Si bien es mucho lo que ignoramos sobre cómo se alcanza y cómo se mantiene el equilibrio en un ecosistema, lo cierto es que la biodiversidad incrementa la regulación de muchas variables que conducen a la estabilidad del clima. Los eventuales desaguisados que cada especie tienda a provocar en su entorno se cancelan entre sí con máxima eficiencia. El cambio climático que experimentamos actualmente no es sólo una cuestión de dióxido de carbono, metano u otros gases de efecto invernadero; también es un asunto de reducción de biodiversidad, algo que va mucho más allá de la pérdida de aquellas especies que nos resultan entrañables.

## Datos proporcionados
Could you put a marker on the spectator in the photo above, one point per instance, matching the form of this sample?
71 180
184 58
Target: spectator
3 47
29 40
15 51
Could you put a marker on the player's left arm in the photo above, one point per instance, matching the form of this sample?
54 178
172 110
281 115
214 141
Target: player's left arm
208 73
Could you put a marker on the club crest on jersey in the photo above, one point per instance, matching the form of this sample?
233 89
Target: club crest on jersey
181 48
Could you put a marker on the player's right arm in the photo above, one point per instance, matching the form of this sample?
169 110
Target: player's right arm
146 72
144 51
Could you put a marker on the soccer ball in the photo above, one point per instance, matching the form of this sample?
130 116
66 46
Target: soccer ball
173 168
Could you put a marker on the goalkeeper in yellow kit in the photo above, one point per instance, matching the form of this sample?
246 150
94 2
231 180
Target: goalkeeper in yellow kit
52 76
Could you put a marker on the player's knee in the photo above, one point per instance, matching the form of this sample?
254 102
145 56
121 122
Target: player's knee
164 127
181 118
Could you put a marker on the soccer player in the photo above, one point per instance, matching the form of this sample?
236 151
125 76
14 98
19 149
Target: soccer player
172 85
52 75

## Consignas de trabajo
1) Edita el fragmento seleccionado desde "Si bien es mucho" hasta "nos resultan entrañables.", ambas inclusive, cambiando "biodiversidad" por "diversidad biológica".
2) Responde según el fragmento seleccionado:
(a) ¿Qué incrementa la biodiversidad?
(b) ¿Qué dos gases de efecto invernadero se nombran?
(c) ¿Qué sucede con los desaguisados que cada especie tienda a provocar en su entorno?
3) Indica si cada afirmación concuerda con el fragmento seleccionado:
(a) Se conoce bien cómo se alcanza el equilibrio en un ecosistema.
(b) El cambio climático actual es también un asunto de reducción de biodiversidad.
(c) La reducción de biodiversidad se limita a la pérdida de las especies que nos resultan entrañables.
Las entradas provienen de una fuente distinta a la del fragmento seleccionado.

## Resultados por tarea
1)
Si bien es mucho lo que ignoramos sobre cómo se alcanza y cómo se mantiene el equilibrio en un ecosistema, lo cierto es que la diversidad biológica incrementa la regulación de muchas variables que conducen a la estabilidad del clima. Los eventuales desaguisados que cada especie tienda a provocar en su entorno se cancelan entre sí con máxima eficiencia. El cambio climático que experimentamos actualmente no es sólo una cuestión de dióxido de carbono, metano u otros gases de efecto invernadero; también es un asunto de reducción de diversidad biológica, algo que va mucho más allá de la pérdida de aquellas especies que nos resultan entrañables.

2)
(a) La regulación de muchas variables que conducen a la estabilidad del clima.
(b) El dióxido de carbono y el metano.
(c) Se cancelan entre sí con máxima eficiencia.

3)
(a) No: "es mucho lo que ignoramos sobre cómo se alcanza y cómo se mantiene el equilibrio en un ecosistema".
(b) Sí: "también es un asunto de reducción de biodiversidad".
(c) No: "algo que va mucho más allá de la pérdida de aquellas especies que nos resultan entrañables".